To believe that the Orient was created—or, as I call it, “Orientalized”—and to believe that such things happen simply as a necessity of the imagination, is to be disingenuous… The Orient was Orientalized not only because it was discovered to be “Oriental” in all those ways considered commonplace by an average nineteenth-century European, but also because it could be—that is, submitted to being—made Oriental.

In this regard, Said’s analysis immediately presents itself as a suggestive model for the purposes of this paper. For in both the colonial Orient and the area that has now become Canada, indigenous peoples were initially dominated by the imperial forces of Europe; in the case of the latter colony, however, that imperial presence remains. In both cases, moreover, the principal imperial actors were the countries of Britain and France, with the former eventually coming to supersede the latter as the dominant player in both regions. Given this similarity in their respective circumstances, it would be useful to consider within the context of the burgeoning Canadian nation-state Said’s analysis concerning the Orient.

Again, the main contention of this paper is that the active campaign by the dominant society to explain away through its discourse the violent and persistent efforts of the Canadian nation-state to forcibly remove Aboriginal peoples from their lands must be seen as complicit in those efforts. These efforts must be identified as the genocidal and ethnocidal practices they in effect are in their continued assault upon Native peoples and their unique ways of life. In that respect, Said’s analysis bears a great deal of relevance to what is a fundamentally similar set of historical circumstances—European imperialism and colonization.

## Tasks
1. Reproduce the passage on Orientalism and Canada from the words that begin "Again, the main" through "imperialism and colonization.", replacing "analysis" with "critique".
2. Extend the passage on Orientalism and Canada past its final sentence.

## Raw data
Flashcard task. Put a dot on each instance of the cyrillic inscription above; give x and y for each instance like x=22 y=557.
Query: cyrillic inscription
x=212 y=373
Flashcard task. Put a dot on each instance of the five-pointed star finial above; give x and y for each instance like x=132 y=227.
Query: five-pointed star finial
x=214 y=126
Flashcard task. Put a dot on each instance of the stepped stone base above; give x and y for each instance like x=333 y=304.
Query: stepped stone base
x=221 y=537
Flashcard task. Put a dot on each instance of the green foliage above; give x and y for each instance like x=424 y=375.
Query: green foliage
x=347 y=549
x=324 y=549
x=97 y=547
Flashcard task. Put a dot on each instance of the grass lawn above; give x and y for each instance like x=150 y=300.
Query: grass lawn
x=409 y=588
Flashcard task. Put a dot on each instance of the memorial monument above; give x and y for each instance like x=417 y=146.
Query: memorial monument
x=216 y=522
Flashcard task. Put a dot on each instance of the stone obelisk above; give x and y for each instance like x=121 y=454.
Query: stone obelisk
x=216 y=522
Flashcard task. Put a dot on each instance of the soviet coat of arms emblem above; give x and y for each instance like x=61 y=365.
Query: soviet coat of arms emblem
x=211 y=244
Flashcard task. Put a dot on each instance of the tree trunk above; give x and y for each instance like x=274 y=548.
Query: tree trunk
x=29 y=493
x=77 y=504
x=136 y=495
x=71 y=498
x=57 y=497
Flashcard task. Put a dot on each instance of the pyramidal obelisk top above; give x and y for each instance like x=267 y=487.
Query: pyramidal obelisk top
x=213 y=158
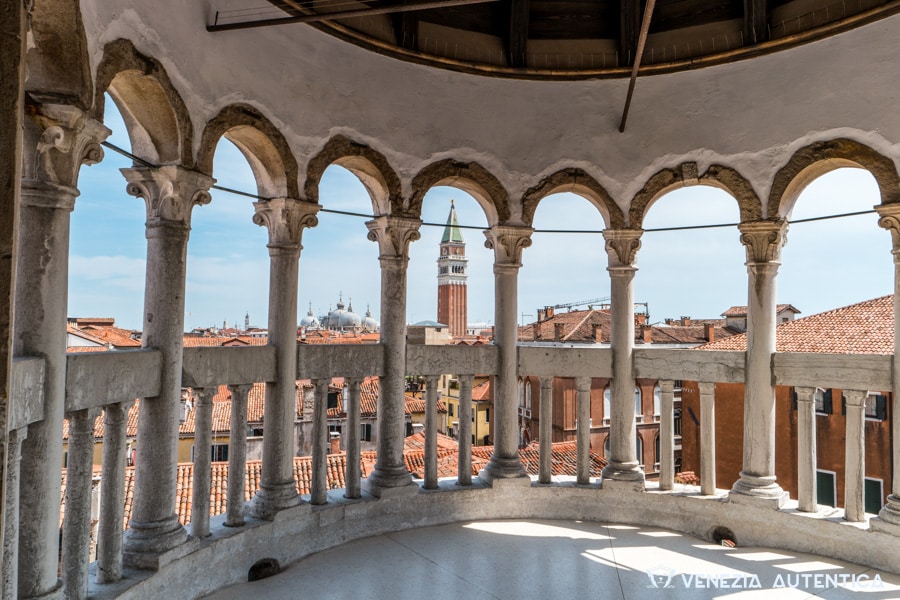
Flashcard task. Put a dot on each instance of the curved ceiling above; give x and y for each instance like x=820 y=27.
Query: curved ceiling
x=566 y=39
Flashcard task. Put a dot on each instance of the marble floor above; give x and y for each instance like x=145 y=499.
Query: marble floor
x=533 y=559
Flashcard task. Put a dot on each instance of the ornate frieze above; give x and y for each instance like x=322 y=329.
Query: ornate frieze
x=63 y=138
x=507 y=243
x=171 y=192
x=285 y=218
x=393 y=235
x=622 y=246
x=763 y=240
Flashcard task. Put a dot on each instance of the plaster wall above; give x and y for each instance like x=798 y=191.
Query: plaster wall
x=751 y=114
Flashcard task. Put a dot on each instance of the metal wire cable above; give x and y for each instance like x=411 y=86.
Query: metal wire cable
x=346 y=213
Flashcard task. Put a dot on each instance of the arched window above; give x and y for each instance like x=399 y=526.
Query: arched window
x=607 y=394
x=638 y=409
x=657 y=403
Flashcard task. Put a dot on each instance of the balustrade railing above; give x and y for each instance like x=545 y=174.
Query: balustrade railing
x=109 y=382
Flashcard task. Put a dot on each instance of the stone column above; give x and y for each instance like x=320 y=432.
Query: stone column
x=666 y=434
x=202 y=477
x=237 y=455
x=112 y=493
x=13 y=34
x=77 y=521
x=507 y=243
x=464 y=465
x=431 y=432
x=583 y=430
x=170 y=194
x=545 y=433
x=621 y=247
x=889 y=517
x=58 y=140
x=351 y=407
x=285 y=219
x=393 y=235
x=12 y=482
x=707 y=438
x=855 y=456
x=763 y=241
x=319 y=481
x=806 y=449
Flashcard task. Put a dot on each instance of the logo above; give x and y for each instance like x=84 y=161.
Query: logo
x=661 y=577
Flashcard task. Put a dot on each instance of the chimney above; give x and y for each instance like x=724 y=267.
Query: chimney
x=558 y=332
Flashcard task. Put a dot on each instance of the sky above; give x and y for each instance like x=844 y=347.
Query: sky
x=698 y=273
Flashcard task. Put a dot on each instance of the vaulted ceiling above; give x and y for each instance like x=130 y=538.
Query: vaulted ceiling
x=568 y=38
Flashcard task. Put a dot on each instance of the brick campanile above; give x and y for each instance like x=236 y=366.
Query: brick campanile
x=452 y=304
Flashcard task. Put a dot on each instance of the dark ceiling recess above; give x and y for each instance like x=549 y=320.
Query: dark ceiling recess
x=565 y=39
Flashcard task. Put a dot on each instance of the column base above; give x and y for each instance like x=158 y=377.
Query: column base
x=270 y=499
x=389 y=482
x=888 y=519
x=503 y=468
x=623 y=477
x=145 y=542
x=752 y=489
x=57 y=593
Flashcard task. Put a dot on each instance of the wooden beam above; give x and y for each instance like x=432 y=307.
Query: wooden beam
x=642 y=39
x=517 y=38
x=756 y=30
x=310 y=17
x=406 y=28
x=629 y=28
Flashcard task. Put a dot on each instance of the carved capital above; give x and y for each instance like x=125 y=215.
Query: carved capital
x=763 y=240
x=889 y=218
x=170 y=192
x=393 y=235
x=62 y=138
x=507 y=243
x=622 y=246
x=285 y=218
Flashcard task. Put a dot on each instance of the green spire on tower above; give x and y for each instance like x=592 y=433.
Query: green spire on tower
x=452 y=232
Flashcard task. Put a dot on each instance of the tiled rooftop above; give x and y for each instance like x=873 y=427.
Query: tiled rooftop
x=863 y=328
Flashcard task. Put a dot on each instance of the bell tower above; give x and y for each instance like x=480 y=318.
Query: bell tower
x=452 y=308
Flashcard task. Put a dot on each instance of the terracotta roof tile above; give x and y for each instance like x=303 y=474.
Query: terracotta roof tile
x=863 y=328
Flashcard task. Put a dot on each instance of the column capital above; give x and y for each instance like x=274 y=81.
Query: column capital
x=763 y=240
x=622 y=246
x=393 y=235
x=63 y=138
x=889 y=218
x=507 y=242
x=170 y=192
x=285 y=218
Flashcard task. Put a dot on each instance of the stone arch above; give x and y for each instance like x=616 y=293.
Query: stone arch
x=262 y=144
x=471 y=178
x=159 y=125
x=577 y=182
x=369 y=165
x=814 y=160
x=57 y=64
x=686 y=174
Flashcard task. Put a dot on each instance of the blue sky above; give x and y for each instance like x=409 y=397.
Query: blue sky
x=698 y=273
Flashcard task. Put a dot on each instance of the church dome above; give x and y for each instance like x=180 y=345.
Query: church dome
x=310 y=321
x=342 y=319
x=369 y=323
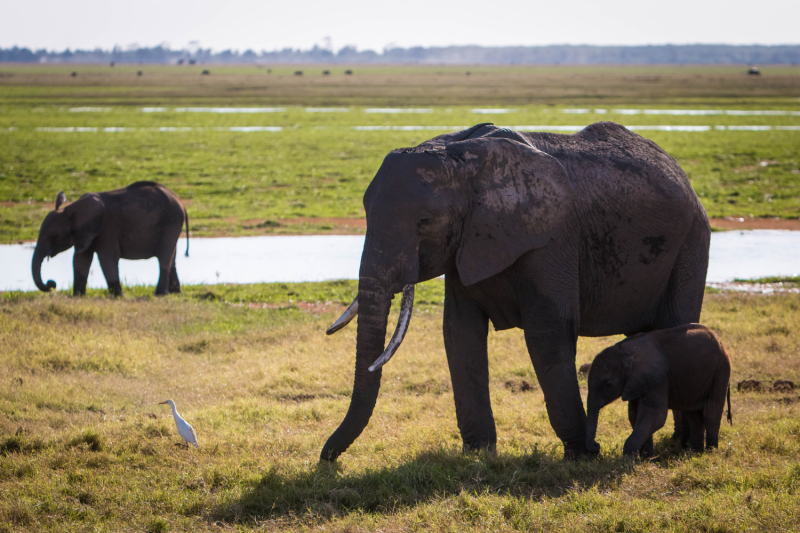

## Per-task outputs
1.
Again, the main contention of this paper is that the active campaign by the dominant society to explain away through its discourse the violent and persistent efforts of the Canadian nation-state to forcibly remove Aboriginal peoples from their lands must be seen as complicit in those efforts. These efforts must be identified as the genocidal and ethnocidal practices they in effect are in their continued assault upon Native peoples and their unique ways of life. In that respect, Said’s critique bears a great deal of relevance to what is a fundamentally similar set of historical circumstances—European imperialism and colonization.

2.
As Orientalism employs many of the same analytical tools as Foucault, the instructiveness of its approach for this paper stems not so much from its theoretical component as the method of its application to the material aspects of discourse, namely, texts of a literary and scholarly nature. According to Said, power displays itself within the form of its discursive elements; that is, that despite power’s best (or worst, depending on one’s perspective) intentions, one is able to discern a high degree of consistency in the operations of a given discourse that gives the presence of power away. In short, discourse is not only an instrument of power but a sign of its effects as well. What this paper draws from the analysis of Said in particular are a number of broad themes that serve to characterise the manner by which Orientalism operates. These themes include Orientalism’s intrinsic Eurocentrism, its problematising nature and the ultimately de-humanising effects of its schematic and cosmic vision of the Orient. Undergirding all of these themes is the fundamental ontological and epistemological division between the Orient and the Occident.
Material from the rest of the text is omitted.